┌──

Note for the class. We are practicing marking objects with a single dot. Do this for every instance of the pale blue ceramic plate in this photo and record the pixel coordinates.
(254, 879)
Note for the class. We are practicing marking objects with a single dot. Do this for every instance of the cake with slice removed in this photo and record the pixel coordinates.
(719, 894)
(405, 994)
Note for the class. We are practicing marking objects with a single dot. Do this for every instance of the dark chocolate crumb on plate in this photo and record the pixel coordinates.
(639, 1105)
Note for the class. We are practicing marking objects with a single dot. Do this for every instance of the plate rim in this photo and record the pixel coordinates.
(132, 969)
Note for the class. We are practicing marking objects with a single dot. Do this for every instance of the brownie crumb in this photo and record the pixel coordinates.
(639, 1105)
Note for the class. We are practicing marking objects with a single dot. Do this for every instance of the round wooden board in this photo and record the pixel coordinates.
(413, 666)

└──

- TO BE DONE -
Copy the whole listing above word for word, keeping every line in its original order.

- RIGHT ANSWER -
Note for the class. We are practicing marking objects with a single dot. Do this for every instance of the pale blue ceramic plate in this photo and record the pixel coordinates.
(254, 879)
Note for the class. We are practicing marking objects with a single dot. Do this for every instance of the cake with slice removed in this photo and record the pixel coordinates.
(719, 894)
(405, 994)
Note for the class. We are practicing marking objects with a single dot. Do this for every instance of the dark chocolate crumb on plate in this photo and record the pixel coordinates.
(639, 1105)
Note for the class. We are practicing marking objects with a single dot. Do this for every instance of the plate rim in this photo and record the pixel coordinates.
(132, 969)
Note for the class. We are practicing marking objects with a single dot. Do this for every instance of the brownie crumb in this photo and record the pixel coordinates.
(639, 1105)
Note for the class. We are practicing marking objects with a single dot. Do this for every instance of the round wooden board in this photo and record the pixel coordinates.
(413, 666)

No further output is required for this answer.